REQUIREMENT: Return every line of the entries below that contains the word "polo", copying each line in full.

====

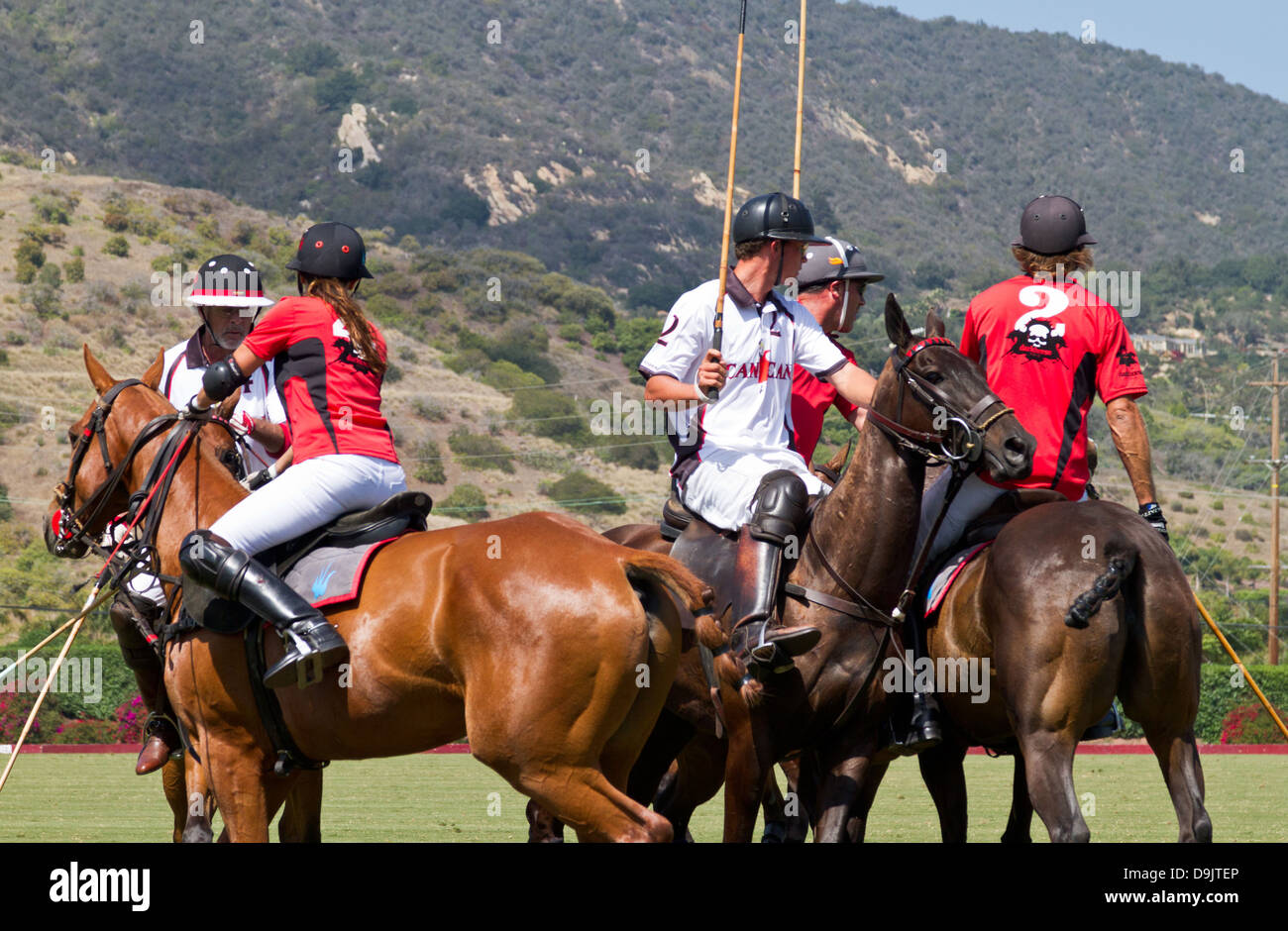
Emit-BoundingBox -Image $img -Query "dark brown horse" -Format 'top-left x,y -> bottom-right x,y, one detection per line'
919,501 -> 1212,842
47,348 -> 722,841
528,295 -> 1033,842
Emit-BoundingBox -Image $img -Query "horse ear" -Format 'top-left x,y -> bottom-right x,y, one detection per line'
926,309 -> 944,336
81,343 -> 116,394
216,387 -> 241,420
886,292 -> 912,349
139,349 -> 164,391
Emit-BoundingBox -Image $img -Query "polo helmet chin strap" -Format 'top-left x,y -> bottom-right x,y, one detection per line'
825,236 -> 853,331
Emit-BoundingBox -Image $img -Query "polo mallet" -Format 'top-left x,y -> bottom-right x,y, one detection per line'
0,582 -> 115,789
793,0 -> 808,200
707,0 -> 747,400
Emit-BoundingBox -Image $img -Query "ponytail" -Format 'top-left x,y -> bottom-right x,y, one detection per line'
300,274 -> 387,378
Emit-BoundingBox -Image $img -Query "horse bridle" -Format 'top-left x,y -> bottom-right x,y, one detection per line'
867,336 -> 1014,471
51,378 -> 236,557
786,336 -> 1014,636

====

EXERCISE SOLUTION:
Emit-BoundingBox -Image $img -Query "polo helmet chin strap" -Format 'top-left x,y -> bottom-right x,y, one detection per line'
Emit-BoundingBox -Image $img -Query "polo mallet" -Format 'top-left x,y -> bottom-right x,y, one detection per line'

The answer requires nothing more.